- [What you should do]: From the entries below, copy every line that has the word "arcade".
◆ ◆ ◆ ◆ ◆
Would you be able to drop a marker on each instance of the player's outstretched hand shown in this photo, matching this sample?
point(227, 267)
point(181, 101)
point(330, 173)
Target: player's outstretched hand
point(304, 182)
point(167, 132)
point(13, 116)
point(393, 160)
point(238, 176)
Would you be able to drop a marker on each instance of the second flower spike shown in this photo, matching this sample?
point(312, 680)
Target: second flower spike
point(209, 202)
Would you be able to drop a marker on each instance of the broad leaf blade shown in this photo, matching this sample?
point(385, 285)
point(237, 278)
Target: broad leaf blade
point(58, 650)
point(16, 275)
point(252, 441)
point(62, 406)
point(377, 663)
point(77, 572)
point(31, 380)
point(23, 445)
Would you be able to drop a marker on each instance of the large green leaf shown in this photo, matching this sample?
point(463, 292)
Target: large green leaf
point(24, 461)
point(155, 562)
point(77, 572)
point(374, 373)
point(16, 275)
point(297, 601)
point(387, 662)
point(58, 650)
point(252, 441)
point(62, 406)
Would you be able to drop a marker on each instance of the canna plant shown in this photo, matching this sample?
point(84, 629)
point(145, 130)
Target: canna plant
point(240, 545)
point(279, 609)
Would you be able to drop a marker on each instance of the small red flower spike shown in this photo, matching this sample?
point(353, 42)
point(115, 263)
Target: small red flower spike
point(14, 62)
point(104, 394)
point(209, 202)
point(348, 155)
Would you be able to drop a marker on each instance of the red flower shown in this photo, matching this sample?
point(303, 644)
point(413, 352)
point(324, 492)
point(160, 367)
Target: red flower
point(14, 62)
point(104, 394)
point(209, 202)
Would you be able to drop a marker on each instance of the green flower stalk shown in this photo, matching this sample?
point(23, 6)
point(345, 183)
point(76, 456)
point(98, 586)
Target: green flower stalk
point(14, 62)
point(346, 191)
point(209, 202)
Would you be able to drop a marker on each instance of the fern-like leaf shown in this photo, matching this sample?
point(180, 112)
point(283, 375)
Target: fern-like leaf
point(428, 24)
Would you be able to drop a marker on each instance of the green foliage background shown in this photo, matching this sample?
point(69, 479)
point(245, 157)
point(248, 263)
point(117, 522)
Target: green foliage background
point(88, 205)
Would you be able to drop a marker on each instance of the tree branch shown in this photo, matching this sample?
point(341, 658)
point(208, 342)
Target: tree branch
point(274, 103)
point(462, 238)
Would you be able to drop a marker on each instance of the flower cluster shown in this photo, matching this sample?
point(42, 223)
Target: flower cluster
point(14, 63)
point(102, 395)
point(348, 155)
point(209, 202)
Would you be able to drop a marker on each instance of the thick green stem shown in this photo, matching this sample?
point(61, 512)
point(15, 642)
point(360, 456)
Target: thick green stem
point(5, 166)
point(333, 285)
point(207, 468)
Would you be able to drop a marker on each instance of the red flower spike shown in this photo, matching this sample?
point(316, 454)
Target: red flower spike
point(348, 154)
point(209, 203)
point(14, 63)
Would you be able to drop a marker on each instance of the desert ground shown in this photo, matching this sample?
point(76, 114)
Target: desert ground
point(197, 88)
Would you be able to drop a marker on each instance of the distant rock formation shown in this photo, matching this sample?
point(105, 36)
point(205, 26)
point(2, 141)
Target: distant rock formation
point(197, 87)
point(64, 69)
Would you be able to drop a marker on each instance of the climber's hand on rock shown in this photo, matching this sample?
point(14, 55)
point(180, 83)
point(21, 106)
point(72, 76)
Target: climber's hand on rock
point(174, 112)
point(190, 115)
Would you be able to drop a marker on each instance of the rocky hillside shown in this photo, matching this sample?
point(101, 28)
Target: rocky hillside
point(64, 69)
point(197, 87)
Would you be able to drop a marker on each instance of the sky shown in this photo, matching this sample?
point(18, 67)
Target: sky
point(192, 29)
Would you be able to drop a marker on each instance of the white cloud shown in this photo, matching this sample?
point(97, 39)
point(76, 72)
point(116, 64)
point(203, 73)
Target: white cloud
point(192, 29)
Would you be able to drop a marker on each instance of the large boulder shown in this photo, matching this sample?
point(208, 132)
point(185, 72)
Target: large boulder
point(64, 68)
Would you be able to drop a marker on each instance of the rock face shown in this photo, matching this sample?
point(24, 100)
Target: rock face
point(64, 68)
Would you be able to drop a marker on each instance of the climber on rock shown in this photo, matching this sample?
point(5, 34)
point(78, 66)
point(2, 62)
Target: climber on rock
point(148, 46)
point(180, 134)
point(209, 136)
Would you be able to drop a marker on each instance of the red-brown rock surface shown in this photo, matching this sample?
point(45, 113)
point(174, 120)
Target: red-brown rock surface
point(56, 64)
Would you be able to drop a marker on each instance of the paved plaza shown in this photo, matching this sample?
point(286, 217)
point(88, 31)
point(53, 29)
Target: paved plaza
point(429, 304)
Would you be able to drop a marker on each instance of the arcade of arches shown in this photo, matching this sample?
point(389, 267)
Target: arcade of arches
◆ ◆ ◆ ◆ ◆
- [Answer area]:
Would you be able to drop a marker on each instance of the arcade of arches shown in this photo, matching this sample?
Target: arcade of arches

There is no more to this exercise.